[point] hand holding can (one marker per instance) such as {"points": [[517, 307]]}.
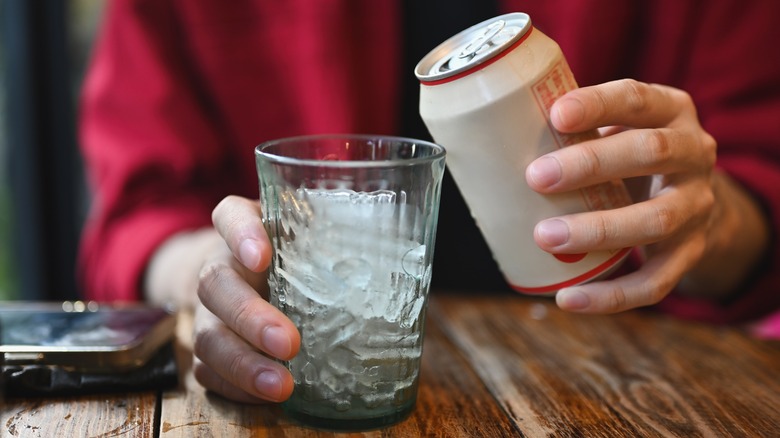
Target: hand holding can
{"points": [[486, 95]]}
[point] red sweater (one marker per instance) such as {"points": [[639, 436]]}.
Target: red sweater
{"points": [[179, 92]]}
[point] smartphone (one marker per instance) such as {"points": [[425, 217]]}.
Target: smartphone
{"points": [[83, 336]]}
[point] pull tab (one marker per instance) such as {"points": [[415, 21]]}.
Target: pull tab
{"points": [[481, 41]]}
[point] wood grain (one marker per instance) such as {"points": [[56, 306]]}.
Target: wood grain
{"points": [[493, 366], [632, 374], [115, 415]]}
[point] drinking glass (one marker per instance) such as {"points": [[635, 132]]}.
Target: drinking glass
{"points": [[352, 221]]}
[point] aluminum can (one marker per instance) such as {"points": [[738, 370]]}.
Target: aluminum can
{"points": [[485, 95]]}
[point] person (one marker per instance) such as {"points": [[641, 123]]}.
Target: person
{"points": [[179, 93]]}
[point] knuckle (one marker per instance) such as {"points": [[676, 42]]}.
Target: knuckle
{"points": [[665, 222], [210, 275], [602, 231], [636, 95], [243, 314], [203, 340], [589, 160], [658, 146], [617, 299], [710, 147], [236, 364]]}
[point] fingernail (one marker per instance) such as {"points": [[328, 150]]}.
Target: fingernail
{"points": [[572, 300], [276, 342], [553, 232], [249, 254], [545, 171], [269, 383]]}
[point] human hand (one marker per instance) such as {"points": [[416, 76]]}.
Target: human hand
{"points": [[652, 139], [237, 332]]}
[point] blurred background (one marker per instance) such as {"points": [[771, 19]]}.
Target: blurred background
{"points": [[44, 49]]}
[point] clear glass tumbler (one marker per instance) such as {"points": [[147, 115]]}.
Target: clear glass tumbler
{"points": [[352, 220]]}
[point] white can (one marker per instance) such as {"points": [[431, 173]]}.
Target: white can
{"points": [[485, 95]]}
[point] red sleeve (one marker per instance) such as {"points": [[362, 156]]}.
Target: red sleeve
{"points": [[140, 118], [734, 77], [179, 92]]}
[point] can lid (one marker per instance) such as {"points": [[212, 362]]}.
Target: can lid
{"points": [[472, 47]]}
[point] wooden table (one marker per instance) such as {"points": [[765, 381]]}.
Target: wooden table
{"points": [[493, 366]]}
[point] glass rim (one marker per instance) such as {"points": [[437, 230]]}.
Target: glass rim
{"points": [[438, 151]]}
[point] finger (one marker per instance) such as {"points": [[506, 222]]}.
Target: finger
{"points": [[674, 210], [231, 366], [214, 382], [624, 102], [647, 286], [239, 221], [224, 292], [624, 155]]}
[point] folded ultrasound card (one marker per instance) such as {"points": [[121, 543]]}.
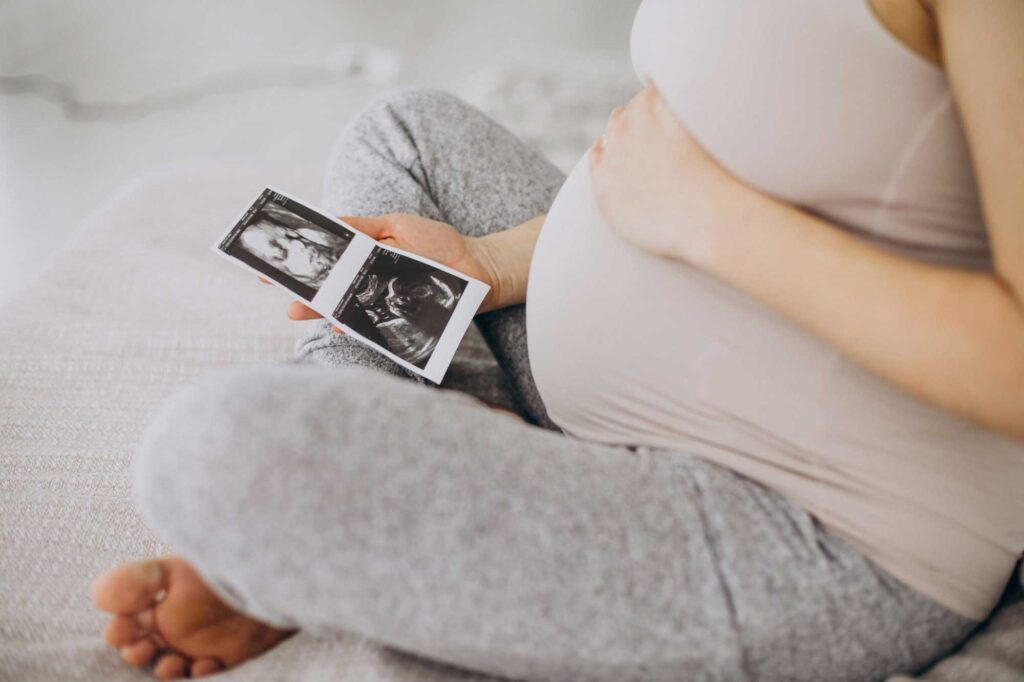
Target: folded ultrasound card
{"points": [[412, 309]]}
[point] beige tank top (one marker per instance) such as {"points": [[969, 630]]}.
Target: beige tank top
{"points": [[814, 102]]}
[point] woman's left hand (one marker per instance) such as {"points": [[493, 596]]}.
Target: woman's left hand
{"points": [[656, 186]]}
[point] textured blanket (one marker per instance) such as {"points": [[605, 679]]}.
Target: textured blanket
{"points": [[134, 307]]}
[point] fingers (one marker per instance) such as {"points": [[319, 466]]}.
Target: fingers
{"points": [[378, 226]]}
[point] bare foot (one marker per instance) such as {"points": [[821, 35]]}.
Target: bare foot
{"points": [[166, 615]]}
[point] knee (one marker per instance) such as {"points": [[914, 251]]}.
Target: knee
{"points": [[205, 452], [418, 104], [409, 114]]}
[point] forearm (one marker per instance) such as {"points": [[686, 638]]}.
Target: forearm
{"points": [[951, 337], [506, 257]]}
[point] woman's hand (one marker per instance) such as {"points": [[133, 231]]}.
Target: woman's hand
{"points": [[423, 237], [656, 186]]}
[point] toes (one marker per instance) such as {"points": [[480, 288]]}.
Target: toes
{"points": [[205, 667], [140, 653], [122, 631], [170, 667], [130, 588]]}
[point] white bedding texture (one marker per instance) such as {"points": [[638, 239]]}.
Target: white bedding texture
{"points": [[134, 307]]}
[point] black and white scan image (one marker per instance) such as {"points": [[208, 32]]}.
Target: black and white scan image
{"points": [[289, 243], [401, 304]]}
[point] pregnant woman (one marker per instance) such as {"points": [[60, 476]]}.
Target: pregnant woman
{"points": [[769, 422]]}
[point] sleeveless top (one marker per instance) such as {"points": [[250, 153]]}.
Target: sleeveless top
{"points": [[814, 102]]}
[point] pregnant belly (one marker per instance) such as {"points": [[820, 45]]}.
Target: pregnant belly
{"points": [[631, 348]]}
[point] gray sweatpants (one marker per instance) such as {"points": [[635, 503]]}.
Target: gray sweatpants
{"points": [[331, 497]]}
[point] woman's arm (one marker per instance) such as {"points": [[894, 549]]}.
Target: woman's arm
{"points": [[506, 256], [951, 337]]}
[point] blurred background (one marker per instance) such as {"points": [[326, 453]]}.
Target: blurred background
{"points": [[95, 95]]}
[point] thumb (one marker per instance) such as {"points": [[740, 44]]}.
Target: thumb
{"points": [[378, 226]]}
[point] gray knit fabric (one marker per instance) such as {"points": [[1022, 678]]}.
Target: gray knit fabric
{"points": [[339, 499]]}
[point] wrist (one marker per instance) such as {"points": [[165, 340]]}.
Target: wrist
{"points": [[481, 252]]}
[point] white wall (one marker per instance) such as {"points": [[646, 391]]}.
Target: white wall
{"points": [[54, 168]]}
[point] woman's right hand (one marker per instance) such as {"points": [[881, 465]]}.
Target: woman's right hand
{"points": [[430, 239]]}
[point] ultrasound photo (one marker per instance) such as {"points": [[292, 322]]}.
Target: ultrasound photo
{"points": [[413, 309], [400, 304], [289, 243]]}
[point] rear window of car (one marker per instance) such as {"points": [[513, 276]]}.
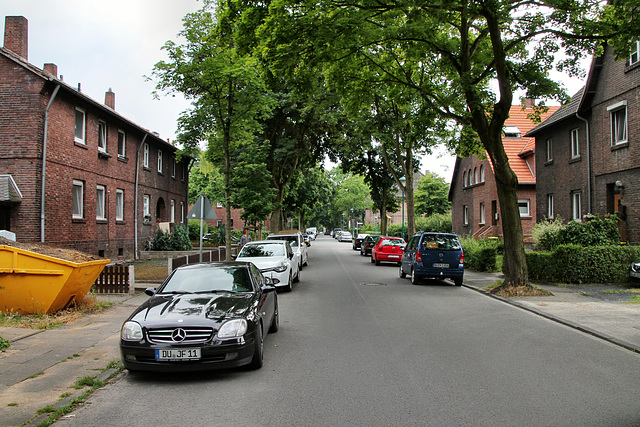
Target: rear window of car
{"points": [[392, 242], [440, 242]]}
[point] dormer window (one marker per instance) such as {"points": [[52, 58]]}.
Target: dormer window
{"points": [[511, 132]]}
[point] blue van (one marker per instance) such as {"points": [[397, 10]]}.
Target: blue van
{"points": [[434, 256]]}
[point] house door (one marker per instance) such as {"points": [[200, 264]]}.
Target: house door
{"points": [[5, 216], [494, 212]]}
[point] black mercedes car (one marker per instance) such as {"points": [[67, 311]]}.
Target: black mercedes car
{"points": [[204, 316]]}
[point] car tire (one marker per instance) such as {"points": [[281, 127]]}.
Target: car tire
{"points": [[415, 279], [258, 351], [275, 322], [401, 272]]}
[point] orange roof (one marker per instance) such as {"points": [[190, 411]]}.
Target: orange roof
{"points": [[515, 147]]}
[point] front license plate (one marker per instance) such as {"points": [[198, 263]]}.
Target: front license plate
{"points": [[178, 354]]}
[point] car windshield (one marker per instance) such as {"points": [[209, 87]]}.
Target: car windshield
{"points": [[261, 250], [392, 242], [441, 243], [235, 278]]}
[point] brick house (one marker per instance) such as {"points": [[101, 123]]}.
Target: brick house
{"points": [[588, 156], [73, 172], [473, 193]]}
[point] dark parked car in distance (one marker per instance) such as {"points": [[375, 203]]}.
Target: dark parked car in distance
{"points": [[204, 316], [434, 256]]}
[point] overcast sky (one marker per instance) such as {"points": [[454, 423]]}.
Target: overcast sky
{"points": [[114, 44]]}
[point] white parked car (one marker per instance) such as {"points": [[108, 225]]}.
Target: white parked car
{"points": [[297, 244], [275, 259]]}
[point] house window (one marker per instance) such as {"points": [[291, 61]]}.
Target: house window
{"points": [[146, 202], [102, 136], [576, 206], [78, 199], [635, 53], [80, 126], [618, 114], [146, 156], [523, 207], [100, 206], [122, 141], [119, 205], [575, 144]]}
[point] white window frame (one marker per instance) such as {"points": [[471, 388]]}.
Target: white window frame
{"points": [[575, 144], [635, 54], [80, 139], [527, 204], [576, 206], [102, 136], [146, 205], [119, 204], [78, 199], [122, 143], [618, 136], [101, 197], [145, 157]]}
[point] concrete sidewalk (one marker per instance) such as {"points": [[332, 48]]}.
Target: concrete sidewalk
{"points": [[42, 365]]}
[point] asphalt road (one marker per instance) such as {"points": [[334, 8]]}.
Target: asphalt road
{"points": [[358, 346]]}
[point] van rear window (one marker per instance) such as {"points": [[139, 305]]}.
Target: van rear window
{"points": [[440, 243]]}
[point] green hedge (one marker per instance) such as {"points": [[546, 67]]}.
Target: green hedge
{"points": [[579, 264]]}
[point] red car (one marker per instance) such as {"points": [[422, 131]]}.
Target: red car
{"points": [[388, 249]]}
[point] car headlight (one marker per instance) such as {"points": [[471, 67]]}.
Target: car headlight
{"points": [[131, 331], [233, 329]]}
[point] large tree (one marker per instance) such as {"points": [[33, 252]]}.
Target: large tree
{"points": [[465, 59]]}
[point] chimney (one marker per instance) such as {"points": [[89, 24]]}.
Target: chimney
{"points": [[110, 99], [51, 69], [16, 35]]}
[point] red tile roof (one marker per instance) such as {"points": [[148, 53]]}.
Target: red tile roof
{"points": [[517, 148]]}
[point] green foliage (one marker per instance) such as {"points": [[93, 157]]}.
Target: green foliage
{"points": [[440, 223], [579, 264], [481, 255], [432, 195], [178, 240], [593, 231]]}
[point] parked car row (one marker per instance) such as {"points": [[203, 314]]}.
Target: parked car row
{"points": [[427, 255], [214, 315]]}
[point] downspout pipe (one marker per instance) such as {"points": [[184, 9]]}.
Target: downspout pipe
{"points": [[44, 160], [586, 124], [135, 202]]}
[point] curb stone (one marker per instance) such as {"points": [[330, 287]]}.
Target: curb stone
{"points": [[560, 320]]}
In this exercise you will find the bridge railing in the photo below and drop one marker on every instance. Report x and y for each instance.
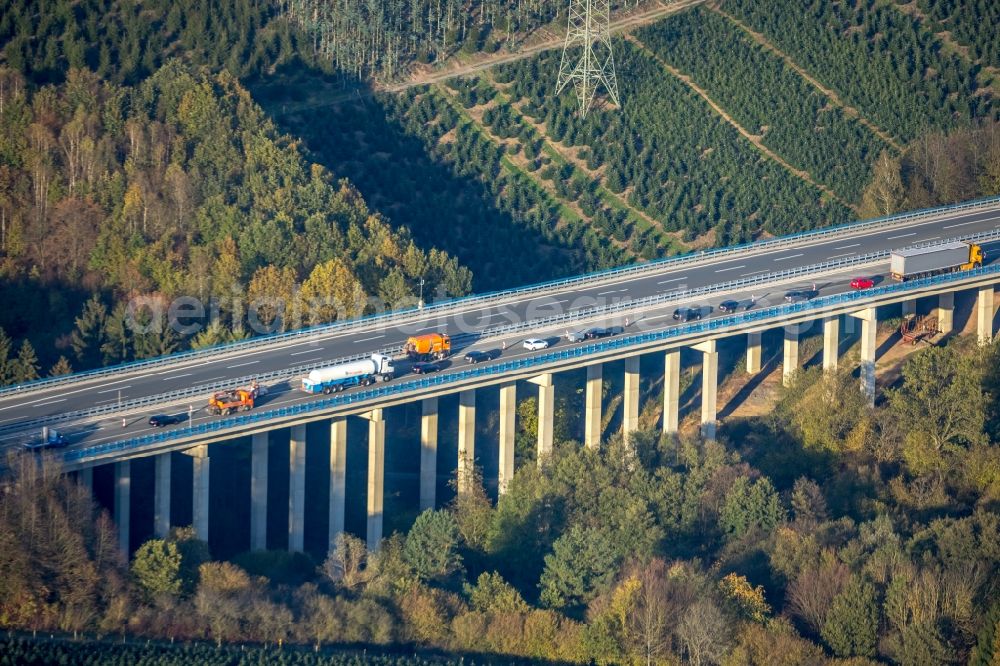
(612, 344)
(442, 305)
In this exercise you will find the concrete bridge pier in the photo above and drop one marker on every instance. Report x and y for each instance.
(790, 357)
(869, 325)
(671, 390)
(376, 477)
(258, 491)
(753, 352)
(709, 387)
(428, 453)
(508, 411)
(984, 315)
(630, 419)
(199, 490)
(946, 312)
(831, 342)
(123, 502)
(466, 438)
(592, 407)
(161, 496)
(297, 488)
(338, 480)
(546, 408)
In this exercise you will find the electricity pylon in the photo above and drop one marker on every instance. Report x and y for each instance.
(589, 28)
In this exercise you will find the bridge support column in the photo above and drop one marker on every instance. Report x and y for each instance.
(753, 352)
(428, 453)
(671, 390)
(946, 312)
(831, 343)
(376, 477)
(984, 315)
(546, 407)
(123, 504)
(258, 491)
(508, 410)
(161, 496)
(709, 387)
(199, 490)
(592, 406)
(466, 439)
(790, 358)
(630, 419)
(338, 480)
(869, 325)
(297, 489)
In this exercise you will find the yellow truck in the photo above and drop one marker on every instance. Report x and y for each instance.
(429, 346)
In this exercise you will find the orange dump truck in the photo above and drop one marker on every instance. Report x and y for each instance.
(236, 400)
(425, 347)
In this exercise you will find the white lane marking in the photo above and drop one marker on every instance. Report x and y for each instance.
(50, 402)
(120, 388)
(308, 351)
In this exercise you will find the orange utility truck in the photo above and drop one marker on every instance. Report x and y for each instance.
(427, 347)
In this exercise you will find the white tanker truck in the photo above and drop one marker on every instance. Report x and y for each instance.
(378, 368)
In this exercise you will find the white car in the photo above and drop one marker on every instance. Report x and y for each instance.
(532, 344)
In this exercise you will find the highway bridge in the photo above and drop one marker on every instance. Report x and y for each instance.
(91, 408)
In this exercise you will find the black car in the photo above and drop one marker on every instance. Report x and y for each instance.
(687, 314)
(160, 420)
(602, 332)
(479, 356)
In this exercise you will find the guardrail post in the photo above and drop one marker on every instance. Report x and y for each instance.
(831, 342)
(123, 503)
(466, 438)
(376, 477)
(592, 408)
(508, 411)
(338, 480)
(709, 387)
(200, 489)
(671, 390)
(161, 496)
(546, 407)
(297, 488)
(258, 491)
(985, 312)
(753, 352)
(790, 358)
(869, 325)
(630, 419)
(946, 312)
(428, 453)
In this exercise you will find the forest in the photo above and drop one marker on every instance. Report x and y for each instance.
(827, 531)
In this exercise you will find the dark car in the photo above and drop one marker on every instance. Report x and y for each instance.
(687, 314)
(160, 420)
(476, 356)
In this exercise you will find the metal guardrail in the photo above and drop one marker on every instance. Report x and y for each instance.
(575, 316)
(634, 269)
(529, 362)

Required work
Once you find the line with "[point] dormer window" above, print it and every line after it up to and including the line with "[point] white window", exactly as written and nothing else.

Answer box
[point] dormer window (one marker per instance) such as {"points": [[52, 58]]}.
Target: dormer window
{"points": [[511, 132]]}
[point] blue van (one marker per instance) such as {"points": [[397, 10]]}.
Target: blue van
{"points": [[434, 256]]}
[point] house door (one marker per instance) such as {"points": [[200, 264]]}.
Target: house door
{"points": [[5, 216], [494, 212]]}
[point] black mercedes car (one marker per instance) such as {"points": [[67, 311]]}.
Target: black mercedes car
{"points": [[204, 316]]}
[point] car tire (one marker per instance) such as {"points": [[281, 127]]}.
Target: car tire
{"points": [[415, 279], [258, 351], [275, 322], [401, 272]]}
[point] orange roof (one marker per instance) such as {"points": [[190, 411]]}.
Target: orange roof
{"points": [[515, 147]]}
[point] front license plate (one marker per instance) such as {"points": [[198, 263]]}.
Target: front license plate
{"points": [[178, 354]]}
[point] car windshield (one marker per instance) such as {"points": [[209, 87]]}.
Target: car windshield
{"points": [[261, 250], [392, 242], [441, 243], [235, 278]]}
[point] brick house (one marker per instance) such as {"points": [[101, 123]]}.
Target: brick house
{"points": [[588, 156], [73, 172], [473, 193]]}
[point] dark parked car in distance (one marker per instance) such as {"points": [[375, 203]]}.
Target: dark parked car in distance
{"points": [[204, 316], [434, 256]]}
[point] overcast sky (one marker per instance) such as {"points": [[454, 423]]}.
Target: overcast sky
{"points": [[114, 44]]}
[point] white parked car (one marker per instance) such as {"points": [[108, 225]]}.
Target: white parked car
{"points": [[297, 244], [275, 259]]}
[point] house window (one marker per instance) such as {"points": [[291, 61]]}.
Target: house window
{"points": [[146, 202], [102, 136], [576, 206], [78, 199], [635, 53], [80, 126], [618, 114], [146, 156], [523, 207], [100, 206], [122, 141], [119, 205], [575, 144]]}
[point] white window frame (one marker per instance) such as {"points": [[471, 388]]}.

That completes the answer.